- Study questions
1 – Summarize the report on the drone strike against a bus carrying miners in two sentences.
2 – In the report on the drone strike against a bus carrying miners, how many miners were killed?

- Document segment
■ ■ ■ ■ ■ ■ ■

Kremlin spokesperson Dmitry Peskov announced that the ceasefire on Ukrainian energy would last until February 1, and it was soon clear the ceasefire was over, following a drone strike on a bus full of miners.
Photos of the attacked burned out bus were made public by the Deputy Mayor of Ternivka Vadim Dobrovolsky, while the Head of the Independent Miners’ Union of Ukraine Mykhailo Volynets noted that four drones targeted a coal mining enterprise, along with the bus that was carrying miners on a shift transfer.
“Such an ‘energy truce’, such negotiations with Muscovite vampires, who have purposefully and cynically targeted the people on whom today’s energy sector is based, the most difficult heating season in the country’s history,” wrote Vlynets.
Sixteen miners were killed in the attack, while another 17 were injured, with 15 in hospital, and most of them in a serious condition.
DTEK CEO Maksym Timchenko said: “This attack was the largest simultaneous loss for DTEK since the beginning of the full-scale Russian invasion and one of the darkest days in the company’s history.”
According to Sergei Breskrestnov, an advisor of the Defence Minister, the Russians deliberately hit a civilian bus carrying people, claiming that a group of ‘shaheds’ on online control were flying along the road when the pilot of the first drone saw the bus below and decided to attack.
“The Shahed hit next to the bus, the driver lost control under the influence of the blast wave and drove into a fence, the injured people began to leave the bus, helping each other,” Brekrestnov said, adding: “The operators from the territory of Russia 100% saw and recognised the target as a civilian, saw that it was not a military person, and made a conscious decision to attack.”
According to the morning report by the Ukrainian Air Force, one Iskander ballistic missile was used to target Ukraine last night, although monitors and trackers suggested there were two missiles flying together, and both targeted a 330kW substation in a railway junction on the border of Zaporizhzhia.

■ ■ ■ ■ ■ ■ ■

- Dataset records
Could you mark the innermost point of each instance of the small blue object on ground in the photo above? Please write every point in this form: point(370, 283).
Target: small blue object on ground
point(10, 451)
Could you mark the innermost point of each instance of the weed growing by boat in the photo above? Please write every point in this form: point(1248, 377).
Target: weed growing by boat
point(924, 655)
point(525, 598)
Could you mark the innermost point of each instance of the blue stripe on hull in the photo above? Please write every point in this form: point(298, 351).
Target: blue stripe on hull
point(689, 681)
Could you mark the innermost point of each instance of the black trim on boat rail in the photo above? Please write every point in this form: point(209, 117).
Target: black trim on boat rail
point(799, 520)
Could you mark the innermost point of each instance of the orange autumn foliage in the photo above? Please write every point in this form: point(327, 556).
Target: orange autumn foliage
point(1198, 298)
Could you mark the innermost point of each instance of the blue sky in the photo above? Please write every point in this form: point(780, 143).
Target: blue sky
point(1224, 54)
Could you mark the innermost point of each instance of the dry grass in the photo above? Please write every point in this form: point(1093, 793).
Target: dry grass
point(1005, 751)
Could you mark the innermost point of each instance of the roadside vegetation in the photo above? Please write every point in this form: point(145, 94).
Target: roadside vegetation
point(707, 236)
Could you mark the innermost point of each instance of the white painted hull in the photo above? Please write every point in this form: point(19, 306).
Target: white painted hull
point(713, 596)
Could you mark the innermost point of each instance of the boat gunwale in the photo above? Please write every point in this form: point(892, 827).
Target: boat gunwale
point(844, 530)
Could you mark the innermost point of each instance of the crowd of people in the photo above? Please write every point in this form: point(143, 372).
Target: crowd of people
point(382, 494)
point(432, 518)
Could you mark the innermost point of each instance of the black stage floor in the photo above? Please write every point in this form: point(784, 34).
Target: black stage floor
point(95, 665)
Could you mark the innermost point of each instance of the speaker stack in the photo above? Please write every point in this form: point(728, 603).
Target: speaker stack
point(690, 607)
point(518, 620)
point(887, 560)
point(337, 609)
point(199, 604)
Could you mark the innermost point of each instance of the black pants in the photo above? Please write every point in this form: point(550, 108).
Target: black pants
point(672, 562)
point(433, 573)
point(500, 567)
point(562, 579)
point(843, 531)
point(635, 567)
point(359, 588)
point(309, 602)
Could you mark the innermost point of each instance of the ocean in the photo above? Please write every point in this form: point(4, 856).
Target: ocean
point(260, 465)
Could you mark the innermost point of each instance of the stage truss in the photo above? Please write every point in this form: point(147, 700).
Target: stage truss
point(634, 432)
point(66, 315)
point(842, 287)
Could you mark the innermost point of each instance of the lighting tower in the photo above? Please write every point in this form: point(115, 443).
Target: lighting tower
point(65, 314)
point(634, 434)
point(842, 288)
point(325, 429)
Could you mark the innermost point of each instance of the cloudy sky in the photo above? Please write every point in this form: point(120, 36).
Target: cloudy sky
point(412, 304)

■ ■ ■ ■ ■ ■ ■

- Set of answers
1 – Soon after Kremlin spokesperson Dmitry Peskov announced that the ceasefire on Ukrainian energy would last until February 1, a drone strike on a bus carrying miners on a shift transfer made clear that the ceasefire was over, killing sixteen miners and injuring 17 others. An advisor of the Defence Minister stated that operators on Russian territory recognized the bus as a civilian target and deliberately attacked it, and the Ukrainian Air Force reported that an Iskander ballistic missile was used against Ukraine the previous night.

2 – Sixteen miners were killed.